Can you repeat the childhood bone fractures text word for word, from "Childhood Bone Fractures" up to and including "care is needed."?

EXTRACT TO READ
──────

Childhood Bone Fractures Infographic

Kids will be kids, playing, running, and jumping. But sometimes accidents happen. Many of these result in fractures of the arm, wrist, ankle, or leg. The good news is that 90 percent of all children's fractures do not require surgery.

Following the injury: Immediate steps to take

  1. First, help your child calm down and support the injured area.
  2. Apply ice to the injured area, but never more than 20 minutes.
  3. Look for these common signs of a broken bone:
    • Pain and swelling in the injured area
    • Tenderness or bruising
    • Visibly crooked or deformed body parts at the site of the injury
  4. If any of the symptoms are present or if you just are not sure if there is a break, a trip to your primary care provider, the emergency room, or urgent care is needed.

Most Common Fractures

The most common fractures are also the easiest to treat.

  • Buckle fracture to wrist
  • Fibula growth plate on outside of ankle
  • Elbow
  • Toddler's fracture to the tibia
  • Fingers or toes

Are Multiple Breaks Cause for Concern?

Certain types of fractures are prone to reoccurrence such as a fracture mid-forearm. This isn't necessarily cause for concern unless there is a family history of bone density issues. By a child's third fracture, the orthopedist may suggest a workup to rule out underlying issues.

──────

(Referring expression data)

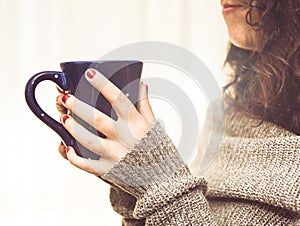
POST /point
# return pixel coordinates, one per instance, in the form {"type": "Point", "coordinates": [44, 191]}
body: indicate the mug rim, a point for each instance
{"type": "Point", "coordinates": [98, 61]}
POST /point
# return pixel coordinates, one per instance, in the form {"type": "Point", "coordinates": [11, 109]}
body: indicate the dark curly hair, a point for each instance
{"type": "Point", "coordinates": [266, 83]}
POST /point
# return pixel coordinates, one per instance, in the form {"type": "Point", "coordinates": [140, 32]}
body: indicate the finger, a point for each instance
{"type": "Point", "coordinates": [144, 106]}
{"type": "Point", "coordinates": [89, 140]}
{"type": "Point", "coordinates": [59, 105]}
{"type": "Point", "coordinates": [59, 90]}
{"type": "Point", "coordinates": [92, 116]}
{"type": "Point", "coordinates": [122, 105]}
{"type": "Point", "coordinates": [96, 167]}
{"type": "Point", "coordinates": [61, 149]}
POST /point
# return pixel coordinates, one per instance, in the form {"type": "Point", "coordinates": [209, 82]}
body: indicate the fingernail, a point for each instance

──────

RESULT FOR THIS EXERCISE
Childhood Bone Fractures Infographic

Kids will be kids, playing, running, and jumping. But sometimes accidents happen. Many of these result in fractures of the arm, wrist, ankle, or leg. The good news is that 90 percent of all children's fractures do not require surgery.

Following the injury: Immediate steps to take

  1. First, help your child calm down and support the injured area.
  2. Apply ice to the injured area, but never more than 20 minutes.
  3. Look for these common signs of a broken bone:
    • Pain and swelling in the injured area
    • Tenderness or bruising
    • Visibly crooked or deformed body parts at the site of the injury
  4. If any of the symptoms are present or if you just are not sure if there is a break, a trip to your primary care provider, the emergency room, or urgent care is needed.